▸ Exercise goal:
From the light switch text, extract the passage from "The control that" to "surrounds the switch.", copying it word for word.

▸ Document excerpt:
============================================================
We offer two way, retractive and centre retractive, intermediate, and double pole options for our 1G toggles and rockers.
Our 1G retractive toggle is also available as a 'smart' switch, so you can control your lights using your smartphone, tablet or voice.
A switch, simplified
The component parts that make up the product.
The control that you use to operate a light. It could be a lever-style toggle, a pivoting rocker or a dimmer knob.
A front plate is the cover that surrounds the switch.
It can be made from plastic, steel, ceramic, or in our case, solid brass or transparent polycarbonate. It protects the wiring and electrical mechanism and gives a clean finish on the wall.
Gang (or 'G') describes the number of switches on a front plate. A 1G switch will have one switch on one plate, a 2G switch will have two switches on one plate, and so on.
The component that contains the switch. It sits behind the front plate and connects to the mains wiring.
============================================================
▸ Data section:
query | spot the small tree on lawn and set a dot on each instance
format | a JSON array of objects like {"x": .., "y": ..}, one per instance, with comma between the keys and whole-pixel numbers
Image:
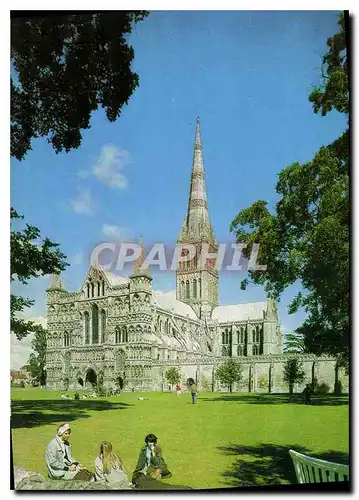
============================================================
▸ Reply:
The control that you use to operate a light. It could be a lever-style toggle, a pivoting rocker or a dimmer knob.
A front plate is the cover that surrounds the switch.